**REQUIRED TASKS:**
**a.** Reproduce the passage from the thread on mutex locks versus atomic integers below, from "yahe · Accepted" up to and including "up cpu resources.".
**b.** Carry on the forum thread below about mutex locks versus atomic integers, starting right after its last sentence.

Which is more efficient, basic mutex lock or atomic integer?

Question

For something simple like a counter if multiple threads will be increasing the number. I read that mutex locks can decrease efficiency since the threads have to wait. So, to me, an atomic counter would be the most efficient, but I read that internally it is basically a lock? So I guess I'm confused how either could be more efficient than the other.

Should this answer be for all platforms and programming languages supporting pthreads or some subset? I do not completely understand the relationships between pthreads, operating systems and programming languages but it seems these relationships could be relevant. — snow_abstraction, Commented Sep 16, 2017 at 16:37
Well, C++, every implementation on all machines should follow the rules. If not, its a bug. Plenty of bugs all over, never know. — OsamaBinLogin, Commented May 19 at 4:55

yahe · Accepted Answer · 2013-02-25 12:33:41Z

163

Atomic operations leverage processor support (compare and swap instructions) and don't use locks at all, whereas locks are more OS-dependent and perform differently on, for example, Win and Linux.

Locks actually suspend thread execution, freeing up cpu resources for other tasks, but incurring in obvious context-switching overhead when stopping/restarting the thread. On the contrary, threads attempting atomic operations don't wait and keep trying until success (so-called busy-waiting), so they don't incur in context-switching overhead, but neither free up cpu resources.

Summing up, in general atomic operations are faster if contention between threads is sufficiently low. You should definitely do benchmarking as there's no other reliable method of knowing what's the lowest overhead between context-switching and busy-waiting.

answered Feb 25, 2013 at 12:33

yahe

1,8181 gold badge10 silver badges6 bronze badges

4

"Locks actually suspend thread execution" this is not true in a general sense. You can have a spin lock or a non-spin lock. It entirely depends on how the lock is implemented and it's critical that you, as a programmer, know what kind of lock you're using.

**Coordinate annotation entries:**
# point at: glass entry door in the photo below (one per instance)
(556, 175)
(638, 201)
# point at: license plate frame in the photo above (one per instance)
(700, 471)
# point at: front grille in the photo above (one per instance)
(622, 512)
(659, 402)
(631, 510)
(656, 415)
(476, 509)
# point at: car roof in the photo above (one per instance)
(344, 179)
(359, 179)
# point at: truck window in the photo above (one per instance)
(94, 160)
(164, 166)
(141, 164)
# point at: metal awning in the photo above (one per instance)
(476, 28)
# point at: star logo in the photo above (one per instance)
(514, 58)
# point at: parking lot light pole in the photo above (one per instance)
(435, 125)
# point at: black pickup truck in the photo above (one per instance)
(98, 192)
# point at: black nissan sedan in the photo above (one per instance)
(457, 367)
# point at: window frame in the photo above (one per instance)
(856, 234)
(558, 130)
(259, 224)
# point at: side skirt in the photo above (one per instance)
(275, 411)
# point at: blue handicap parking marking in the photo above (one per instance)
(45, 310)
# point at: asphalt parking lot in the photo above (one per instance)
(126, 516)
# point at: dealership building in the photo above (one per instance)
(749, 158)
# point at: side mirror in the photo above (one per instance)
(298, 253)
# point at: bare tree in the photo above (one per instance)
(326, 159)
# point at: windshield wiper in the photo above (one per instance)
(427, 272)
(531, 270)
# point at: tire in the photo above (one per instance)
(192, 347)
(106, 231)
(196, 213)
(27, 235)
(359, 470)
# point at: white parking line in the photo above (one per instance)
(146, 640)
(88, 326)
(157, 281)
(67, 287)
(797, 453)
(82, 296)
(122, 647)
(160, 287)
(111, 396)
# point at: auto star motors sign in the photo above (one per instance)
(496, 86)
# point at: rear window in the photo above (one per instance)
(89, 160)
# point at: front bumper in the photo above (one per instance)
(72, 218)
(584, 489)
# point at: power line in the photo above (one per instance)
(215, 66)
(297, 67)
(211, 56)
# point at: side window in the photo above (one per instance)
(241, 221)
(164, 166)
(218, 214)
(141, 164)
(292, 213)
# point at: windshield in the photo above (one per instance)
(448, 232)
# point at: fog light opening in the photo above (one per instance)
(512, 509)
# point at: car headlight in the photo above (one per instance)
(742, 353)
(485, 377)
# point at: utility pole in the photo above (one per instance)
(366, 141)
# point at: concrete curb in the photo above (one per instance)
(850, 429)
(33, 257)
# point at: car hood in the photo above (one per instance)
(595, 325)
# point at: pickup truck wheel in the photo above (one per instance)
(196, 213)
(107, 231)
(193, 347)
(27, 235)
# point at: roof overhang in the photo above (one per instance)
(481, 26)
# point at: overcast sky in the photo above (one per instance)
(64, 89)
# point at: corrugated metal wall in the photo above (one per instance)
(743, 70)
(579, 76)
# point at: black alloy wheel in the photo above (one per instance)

**FINAL RESULTS:**
**a.**
yahe · Accepted Answer · 2013-02-25 12:33:41Z

163

Atomic operations leverage processor support (compare and swap instructions) and don't use locks at all, whereas locks are more OS-dependent and perform differently on, for example, Win and Linux.

Locks actually suspend thread execution, freeing up cpu resources for other tasks, but incurring in obvious context-switching overhead when stopping/restarting the thread. On the contrary, threads attempting atomic operations don't wait and keep trying until success (so-called busy-waiting), so they don't incur in context-switching overhead, but neither free up cpu resources.

**b.**
– Allison
Commented Jan 10, 2022 at 1:34
I'm a bit confused that you say atomic operations dont use locks at all. If I look at the assembly code generated for compare_exchange() function in C++, it has instruction lock cmpxchg %rcx,(%rsi) (on x86).
– Qwert Yuiop
Commented Mar 23 at 21:36
@QwertYuiop The Intel opcode prefix "lock" has nothing to do with a mutex lock. It locks on internal register/write buffer access. At this level CPU architecture gets really sophisticated with MESI protocol etc.
– Lothar
Commented Apr 11 at 10:31
@Lothar, lock does not equal mutex. A spinlock for instance is also still a lock. The point is it still uses some kind of lock to make one go before the other and not at the same time.
– Qwert Yuiop
Commented Apr 11 at 15:25

Add a comment |

SCFrench · Accepted Answer · 2016-12-19 18:07:01Z

71

If you have a counter for which atomic operations are supported, it will be more efficient than a mutex.

Technically, the atomic will lock the memory bus on most platforms. However, there are two ameliorating details:

It is impossible to suspend a thread during the memory bus lock, but it is possible to suspend a thread during a mutex lock. This is what lets you get a lock-free guarantee (which doesn't say anything about not locking - it just guarantees that at least one thread makes progress).
Mutexes eventually end up being implemented with atomics. Since you need at least one atomic operation to lock a mutex, and one atomic operation to unlock a mutex, it takes at least twice long to do a mutex lock, even in the best of cases.

edited Dec 19, 2016 at 18:07

SCFrench

8,3142 gold badges33 silver badges61 bronze badges

answered Sep 12, 2013 at 2:48

Cort Ammon

10.6k32 silver badges46 bronze badges

1

It is important to understand it depends how well the compiler or interpreter supports the platform to generate the best machine instructions (in this case lock-free instructions) for the platform. I think this is what @Cort Ammon meant by "supported". Also some mutexes might make guarantees about forward progress or fairness for some or all threads that are not made by simple atomic instructions.
– snow_abstraction
Commented Sep 16, 2017 at 16:28

Add a comment |

LWimsey · Accepted Answer · 2017-09-23 17:06:06Z

A minimal (standards compliant) mutex implementation requires 2 basic ingredients:

A way to atomically convey a state change between threads (the 'locked' state)
memory barriers to enforce memory operations protected by the mutex to stay inside the protected area.

There is no way you can make it any simpler than this because of the 'synchronizes-with' relationship the C++ standard requires.

A minimal (correct) implementation might look like this:

class mutex {
    std::atomic<bool> flag{false};

public:
    void lock()
    {
        while (flag.exchange(true, std::memory_order_relaxed));
        std::atomic_thread_fence(std::memory_order_acquire);
    }

    void unlock()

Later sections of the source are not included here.